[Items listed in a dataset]

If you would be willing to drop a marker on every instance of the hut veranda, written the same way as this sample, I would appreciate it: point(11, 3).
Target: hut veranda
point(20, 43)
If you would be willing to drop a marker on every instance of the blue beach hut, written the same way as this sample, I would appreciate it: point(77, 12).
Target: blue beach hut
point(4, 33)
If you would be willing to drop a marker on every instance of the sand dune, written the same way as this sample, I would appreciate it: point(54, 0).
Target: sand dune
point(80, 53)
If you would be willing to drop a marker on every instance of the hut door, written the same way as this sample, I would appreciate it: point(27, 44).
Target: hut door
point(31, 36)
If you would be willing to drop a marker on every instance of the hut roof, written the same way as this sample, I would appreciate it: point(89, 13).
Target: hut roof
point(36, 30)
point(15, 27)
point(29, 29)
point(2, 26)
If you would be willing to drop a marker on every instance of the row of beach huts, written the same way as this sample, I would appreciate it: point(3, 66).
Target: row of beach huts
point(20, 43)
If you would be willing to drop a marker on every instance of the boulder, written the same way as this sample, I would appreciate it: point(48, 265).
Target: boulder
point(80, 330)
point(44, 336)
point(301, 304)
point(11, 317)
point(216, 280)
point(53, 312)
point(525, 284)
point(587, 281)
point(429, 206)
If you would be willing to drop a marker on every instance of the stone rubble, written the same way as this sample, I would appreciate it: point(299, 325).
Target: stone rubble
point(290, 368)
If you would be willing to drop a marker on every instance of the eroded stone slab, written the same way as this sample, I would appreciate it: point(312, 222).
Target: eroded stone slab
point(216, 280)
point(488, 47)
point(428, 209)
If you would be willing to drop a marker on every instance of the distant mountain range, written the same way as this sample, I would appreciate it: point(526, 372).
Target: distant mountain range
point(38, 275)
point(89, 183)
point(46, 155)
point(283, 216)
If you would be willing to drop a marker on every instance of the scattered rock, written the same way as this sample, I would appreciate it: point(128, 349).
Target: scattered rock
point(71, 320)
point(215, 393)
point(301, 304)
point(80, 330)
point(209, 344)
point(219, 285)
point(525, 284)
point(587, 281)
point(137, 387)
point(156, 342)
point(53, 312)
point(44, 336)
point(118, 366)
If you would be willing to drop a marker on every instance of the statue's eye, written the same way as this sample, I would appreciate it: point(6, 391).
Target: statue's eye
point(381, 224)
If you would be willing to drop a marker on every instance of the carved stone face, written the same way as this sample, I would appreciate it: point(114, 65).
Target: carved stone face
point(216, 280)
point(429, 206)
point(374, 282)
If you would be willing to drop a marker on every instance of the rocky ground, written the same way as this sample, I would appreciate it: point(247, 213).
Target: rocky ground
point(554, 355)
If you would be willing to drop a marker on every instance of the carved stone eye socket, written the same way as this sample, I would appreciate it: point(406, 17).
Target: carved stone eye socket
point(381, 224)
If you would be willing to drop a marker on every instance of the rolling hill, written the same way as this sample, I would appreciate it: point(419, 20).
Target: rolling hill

## The task
Give back each record above exactly as written.

## Task result
If you would be willing to drop a marker on every instance of the hut veranda, written the same way as this sample, I would appreciate it: point(11, 3).
Target: hut veranda
point(20, 43)
If you would be willing to drop a marker on every instance of the blue beach hut, written the same way as this sample, I would appreciate it: point(77, 12).
Target: blue beach hut
point(4, 33)
If you would be willing to drop a marker on every instance of the sand dune, written the same way as this sample, I would appreciate it: point(54, 0).
Target: sand dune
point(80, 53)
If you would be willing to drop a marker on every instance of the hut door, written the same way as this sample, I would appreciate it: point(27, 44).
Target: hut door
point(31, 36)
If you would be willing to drop a marker on every instance of the hut roof, written the same way as this sample, I would appreciate it: point(89, 13).
Target: hut roof
point(36, 30)
point(15, 27)
point(29, 29)
point(2, 26)
If you would be willing to drop a marker on every instance of the row of beach huts, written the same way as this sample, I would appreciate it: point(3, 66).
Target: row of beach huts
point(20, 43)
If you would be willing to drop a marker on every instance of the boulder, written the same way as this sample, I would appreciate it: point(48, 265).
Target: boulder
point(80, 330)
point(44, 336)
point(301, 304)
point(11, 317)
point(216, 280)
point(53, 312)
point(525, 284)
point(587, 281)
point(429, 206)
If you would be willing to drop a marker on every instance of the stone rubble, written the same way as this sample, I would appreciate it: point(299, 325).
Target: stone rubble
point(290, 368)
If you would be willing to drop a marker on every instance of the eroded stone slab, written the same way as this sample, I would appreciate it: point(312, 222).
Target: eroded stone slab
point(216, 280)
point(488, 47)
point(428, 209)
If you would be willing to drop a marker on every instance of the distant mountain range, written the same way as this sample, I would appreciate it: point(526, 372).
Target: distant mountain range
point(38, 275)
point(89, 183)
point(46, 155)
point(283, 216)
If you would be willing to drop a marker on every instance of the scattered rock, written the same way as this sample, I would appreciate it: point(128, 349).
Target: scattered rock
point(71, 320)
point(215, 393)
point(301, 304)
point(80, 330)
point(209, 344)
point(219, 285)
point(525, 284)
point(587, 281)
point(137, 387)
point(156, 342)
point(53, 312)
point(44, 336)
point(118, 366)
If you would be willing to drop a marker on every instance of the statue's eye, written the same way as this sample, I would appreciate it: point(6, 391).
Target: statue's eye
point(381, 224)
If you would be willing to drop a marker on every instance of the carved stone face, written the same way as this sample, I would appreciate it: point(114, 65).
Target: carved stone face
point(216, 280)
point(429, 206)
point(374, 282)
If you would be willing to drop a marker on every instance of the rocky ground, written the same way as this sample, I would appreciate it: point(247, 213).
Target: rocky ground
point(554, 355)
If you would be willing to drop a marker on every instance of the carved stone eye socket, written the same way as this sample, I would appreciate it: point(406, 17).
Target: carved stone eye socket
point(381, 224)
If you would be willing to drop a marker on every instance of the rolling hill, written the same way as this sample, I would appreciate it: point(419, 20).
Target: rolling hill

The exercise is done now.